▸ Your task
Exactly as they appear, output all of the entries.

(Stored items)
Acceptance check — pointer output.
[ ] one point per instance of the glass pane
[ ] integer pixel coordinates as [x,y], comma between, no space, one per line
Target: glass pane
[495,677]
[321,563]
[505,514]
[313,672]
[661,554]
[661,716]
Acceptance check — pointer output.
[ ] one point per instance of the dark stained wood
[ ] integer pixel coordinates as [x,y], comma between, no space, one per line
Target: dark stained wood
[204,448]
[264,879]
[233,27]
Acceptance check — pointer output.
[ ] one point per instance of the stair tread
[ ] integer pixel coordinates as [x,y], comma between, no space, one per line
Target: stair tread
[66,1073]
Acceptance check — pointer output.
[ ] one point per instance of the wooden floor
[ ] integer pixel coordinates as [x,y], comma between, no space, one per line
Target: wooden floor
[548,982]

▸ Answer for this exercise
Acceptance check — pointer output.
[ ] one point per instance of the glass pane
[ ] integer pixel coordinates as [x,y], comma between, no space, one per line
Target: glass pane
[495,677]
[321,563]
[505,514]
[313,672]
[661,554]
[661,716]
Acceptance check — pointer output.
[ ] one point per instance of the dark stained wood
[ ] integer pixel coordinates as [x,y], comma between, no space, one per line
Target: dark stained wood
[204,448]
[264,879]
[233,27]
Acceptance check — pointer output.
[ ] one point per instance of the stair tread
[ ] integer pixel coordinates as [x,y], comma between, no space, one per line
Target: stair tread
[66,1073]
Acceptance check — pointer output.
[ ] one point per instance of the wooden floor
[ ] integer pixel coordinates as [x,y], comma between, no space, one per line
Target: wooden floor
[548,982]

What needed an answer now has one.